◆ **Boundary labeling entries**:
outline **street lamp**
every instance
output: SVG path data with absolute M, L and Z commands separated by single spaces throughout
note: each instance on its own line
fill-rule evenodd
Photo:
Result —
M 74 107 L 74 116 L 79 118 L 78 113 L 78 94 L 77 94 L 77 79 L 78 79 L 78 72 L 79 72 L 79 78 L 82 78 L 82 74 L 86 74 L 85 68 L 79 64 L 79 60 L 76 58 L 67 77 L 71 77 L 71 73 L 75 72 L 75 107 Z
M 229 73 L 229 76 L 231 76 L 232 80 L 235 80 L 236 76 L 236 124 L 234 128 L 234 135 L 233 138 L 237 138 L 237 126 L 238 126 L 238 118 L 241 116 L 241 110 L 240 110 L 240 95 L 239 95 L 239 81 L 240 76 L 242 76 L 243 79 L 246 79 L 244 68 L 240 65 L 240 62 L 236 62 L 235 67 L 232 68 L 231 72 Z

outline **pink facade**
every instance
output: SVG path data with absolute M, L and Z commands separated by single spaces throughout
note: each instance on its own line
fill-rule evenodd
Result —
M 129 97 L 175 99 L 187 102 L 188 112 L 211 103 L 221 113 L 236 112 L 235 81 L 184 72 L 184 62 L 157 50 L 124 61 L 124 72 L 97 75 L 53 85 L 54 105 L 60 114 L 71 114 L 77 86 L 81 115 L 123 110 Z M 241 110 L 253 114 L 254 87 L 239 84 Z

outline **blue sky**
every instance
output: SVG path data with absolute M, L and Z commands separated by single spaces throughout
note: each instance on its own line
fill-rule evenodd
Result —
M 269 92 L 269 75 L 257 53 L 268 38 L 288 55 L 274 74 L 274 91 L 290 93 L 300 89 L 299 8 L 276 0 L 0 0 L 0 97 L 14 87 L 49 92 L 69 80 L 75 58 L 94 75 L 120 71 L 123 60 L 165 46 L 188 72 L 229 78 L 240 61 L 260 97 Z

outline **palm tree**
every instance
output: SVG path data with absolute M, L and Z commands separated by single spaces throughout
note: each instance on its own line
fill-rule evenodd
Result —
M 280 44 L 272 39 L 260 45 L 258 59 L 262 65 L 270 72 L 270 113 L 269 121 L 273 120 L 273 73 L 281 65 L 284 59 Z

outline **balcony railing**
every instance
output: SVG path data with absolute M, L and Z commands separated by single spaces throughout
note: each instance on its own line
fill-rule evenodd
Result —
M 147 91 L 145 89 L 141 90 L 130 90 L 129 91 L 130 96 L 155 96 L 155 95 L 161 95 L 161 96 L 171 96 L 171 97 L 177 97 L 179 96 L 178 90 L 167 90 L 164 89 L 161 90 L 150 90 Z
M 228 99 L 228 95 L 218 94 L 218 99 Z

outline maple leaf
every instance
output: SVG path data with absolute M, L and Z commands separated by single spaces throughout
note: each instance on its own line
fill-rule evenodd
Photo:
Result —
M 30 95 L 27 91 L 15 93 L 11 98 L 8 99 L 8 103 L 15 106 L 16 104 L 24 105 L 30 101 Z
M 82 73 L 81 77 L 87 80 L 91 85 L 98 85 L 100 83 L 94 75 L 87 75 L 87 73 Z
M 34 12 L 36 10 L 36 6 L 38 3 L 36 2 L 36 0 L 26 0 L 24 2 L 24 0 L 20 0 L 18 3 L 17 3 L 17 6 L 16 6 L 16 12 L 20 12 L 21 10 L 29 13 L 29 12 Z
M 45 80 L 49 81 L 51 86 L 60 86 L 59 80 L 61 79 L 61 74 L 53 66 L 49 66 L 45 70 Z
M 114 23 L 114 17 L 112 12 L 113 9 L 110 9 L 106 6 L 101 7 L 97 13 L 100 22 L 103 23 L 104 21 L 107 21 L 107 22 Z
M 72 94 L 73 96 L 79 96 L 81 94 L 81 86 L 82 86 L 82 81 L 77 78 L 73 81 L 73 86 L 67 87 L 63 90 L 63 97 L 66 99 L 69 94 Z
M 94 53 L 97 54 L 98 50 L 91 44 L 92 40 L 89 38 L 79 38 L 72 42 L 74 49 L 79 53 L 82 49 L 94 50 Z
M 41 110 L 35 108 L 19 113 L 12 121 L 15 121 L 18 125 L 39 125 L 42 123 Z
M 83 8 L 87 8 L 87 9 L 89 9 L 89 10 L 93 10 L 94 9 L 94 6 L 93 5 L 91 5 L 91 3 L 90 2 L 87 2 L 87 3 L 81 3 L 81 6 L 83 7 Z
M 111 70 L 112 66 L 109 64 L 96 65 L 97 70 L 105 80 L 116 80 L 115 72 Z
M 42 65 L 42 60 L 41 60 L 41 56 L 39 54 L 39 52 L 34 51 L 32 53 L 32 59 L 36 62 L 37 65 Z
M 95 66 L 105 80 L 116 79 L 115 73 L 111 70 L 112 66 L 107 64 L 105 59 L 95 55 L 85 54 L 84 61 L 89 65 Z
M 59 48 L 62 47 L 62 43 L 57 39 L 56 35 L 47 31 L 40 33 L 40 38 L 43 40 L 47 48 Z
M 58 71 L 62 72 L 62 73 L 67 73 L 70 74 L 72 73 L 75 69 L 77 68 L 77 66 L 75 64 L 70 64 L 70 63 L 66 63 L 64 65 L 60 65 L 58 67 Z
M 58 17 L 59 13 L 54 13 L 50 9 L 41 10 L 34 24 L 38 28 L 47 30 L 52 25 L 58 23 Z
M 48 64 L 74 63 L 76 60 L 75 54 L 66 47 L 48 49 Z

◆ **THE PROBLEM**: Reproduce the entries line for line, from the very start through the line that contains "M 280 44 L 272", and include that final line.

◆ **RESPONSE TO THIS EXERCISE**:
outline **street lamp**
every instance
output: SVG path data with absolute M, L and Z commands separated by single spaces throughout
note: each instance on its own line
fill-rule evenodd
Photo:
Result —
M 74 107 L 74 116 L 79 118 L 78 113 L 78 94 L 77 94 L 77 79 L 78 79 L 78 72 L 79 72 L 79 78 L 82 78 L 82 74 L 86 74 L 85 68 L 79 64 L 79 60 L 76 58 L 67 77 L 71 77 L 71 73 L 75 72 L 75 107 Z
M 229 73 L 229 76 L 231 76 L 232 80 L 235 80 L 236 76 L 236 124 L 234 128 L 234 135 L 233 138 L 237 138 L 237 126 L 238 126 L 238 118 L 241 116 L 241 110 L 240 110 L 240 95 L 239 95 L 239 81 L 240 76 L 242 76 L 243 79 L 246 79 L 244 68 L 240 65 L 240 62 L 236 62 L 235 67 L 232 68 L 231 72 Z

outline **pink facade**
every instance
output: SVG path data with absolute M, L and Z commands separated by single spaces throughout
note: each instance on its own line
fill-rule evenodd
Result —
M 129 97 L 175 99 L 187 102 L 188 112 L 211 103 L 221 113 L 236 112 L 235 81 L 184 72 L 184 62 L 157 50 L 124 61 L 124 72 L 97 75 L 53 85 L 54 105 L 60 114 L 71 114 L 77 86 L 81 115 L 123 110 Z M 241 110 L 253 114 L 254 87 L 239 84 Z

outline **blue sky**
every instance
output: SVG path data with absolute M, L and Z commands separated by single spaces throughout
note: each instance on its own line
fill-rule evenodd
Result —
M 269 92 L 269 75 L 257 53 L 268 38 L 288 55 L 274 74 L 274 91 L 290 93 L 300 89 L 299 8 L 276 0 L 0 0 L 0 97 L 14 87 L 49 92 L 69 80 L 75 58 L 94 75 L 120 71 L 123 60 L 165 46 L 188 72 L 229 78 L 240 61 L 260 97 Z

outline **palm tree**
every instance
output: SVG path data with absolute M, L and Z commands separated by single spaces throughout
note: each instance on its own line
fill-rule evenodd
Result —
M 280 44 L 272 39 L 260 45 L 258 59 L 262 65 L 270 72 L 270 113 L 269 121 L 273 120 L 273 73 L 281 65 L 284 59 Z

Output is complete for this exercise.